--- Opdracht ---
Schrijf uit de tekst over de capaciteit van schoolgebouwen woordelijk het gedeelte over vanaf "Ingevolge paragraaf 1.1" tot en met "volgens NEN 2580.".

--- Pagina ---
Van de voor plaatsing op het programma in aanmerking komende voorzieningen neemt het college, aan de hand van de urgentiecriteria als bedoeld in bijlage V van de Verordening, uitsluitend voorzieningen op in het programma voor zover het bedrag of de deelbedragen als bedoeld in artikel 11, eerste lid, toereikend zijn.
Ingevolge paragraaf 1.1 van bijlage III, deel A, wordt de capaciteit van een gebouw voor een basisschool vastgelegd in het bruto vloeroppervlak van het gebouw. Indien sprake is van een schoolgebouw met een bruto-netto-verhouding in het oppervlak die sterk afwijkt van sinds 1 januari 1997 gerealiseerde schoolgebouwen, kan het schoolbestuur een verzoek indienen tot vaststelling van een fictief bruto vloeroppervlak als grondslag voor de capaciteitsbepaling.
Ingevolge bijlage III-1 geschiedt de vaststelling van de bruto vloeroppervlakte van een schoolgebouw voor basisonderwijs volgens NEN 2580.
2. Het college heeft de aanvraag van de vereniging om uitbreiding van de huisvesting van De Bron in het Programma 2013 op te nemen afgewezen, omdat deze basisschool moet worden geacht over voldoende ruimte te beschikken. Het schoolgebouw heeft overeenkomstig de in de Verordening voorgeschreven rekenmethodiek een capaciteit van 2312 m², terwijl de behoefte 2066 m² bedraagt. Het college heeft geen aanleiding gezien om bij de capaciteitsbepaling van het schoolgebouw uit te gaan van een fictief bruto vloeroppervlak. Volgens het college volgt uit de toelichting van de Vereniging van Nederlandse gemeenten (hierna: de VNG) op de modelverordening voorzieningen huisvesting onderwijs (hierna: de modelverordening) dat daarvoor slechts aanleiding bestaat, indien sprake is van een schoolgebouw met een bruto-netto-verhouding in het oppervlak die sterk afwijkt van sinds 1 januari 1997 gerealiseerde schoolgebouwen. Het schoolgebouw van De Bron heeft een nuttige oppervlakte, wat blijkens de toelichting van de VNG op de modelverordening en het bepaalde in NEN 2580 als netto oppervlak heeft te gelden, die niet sterk afwijkt van het bruto oppervlak, aldus het college.
De rechtbank heeft het standpunt van het college gevolgd.

--- Ruwe gegevens ---
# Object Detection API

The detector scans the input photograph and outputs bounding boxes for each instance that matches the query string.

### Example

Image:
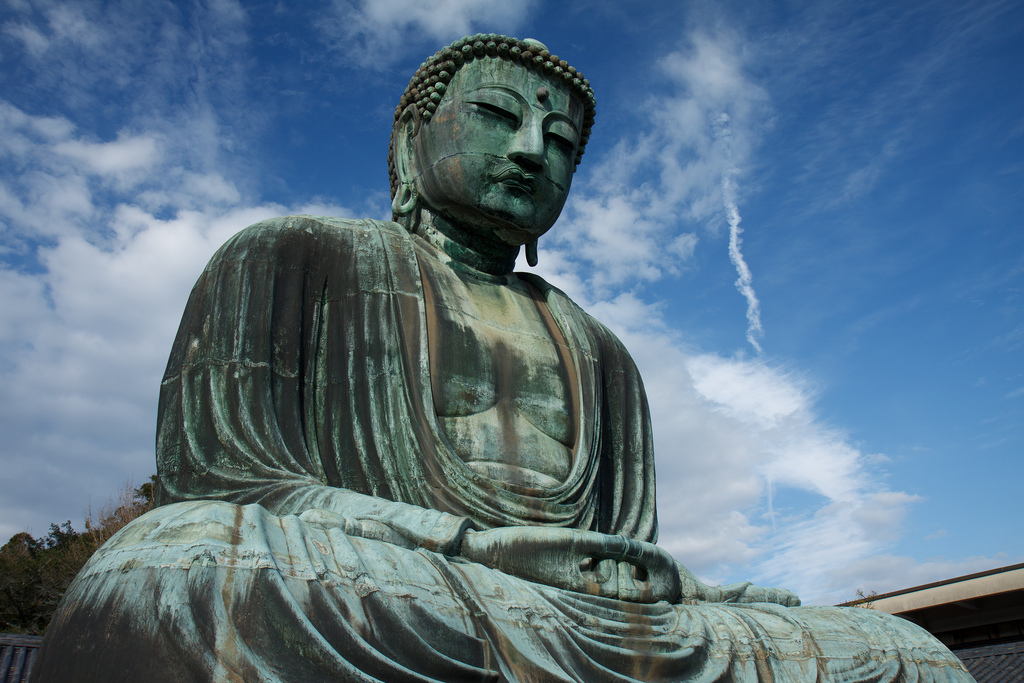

--- Resultaat ---
Ingevolge paragraaf 1.1 van bijlage III, deel A, wordt de capaciteit van een gebouw voor een basisschool vastgelegd in het bruto vloeroppervlak van het gebouw. Indien sprake is van een schoolgebouw met een bruto-netto-verhouding in het oppervlak die sterk afwijkt van sinds 1 januari 1997 gerealiseerde schoolgebouwen, kan het schoolbestuur een verzoek indienen tot vaststelling van een fictief bruto vloeroppervlak als grondslag voor de capaciteitsbepaling.
Ingevolge bijlage III-1 geschiedt de vaststelling van de bruto vloeroppervlakte van een schoolgebouw voor basisonderwijs volgens NEN 2580.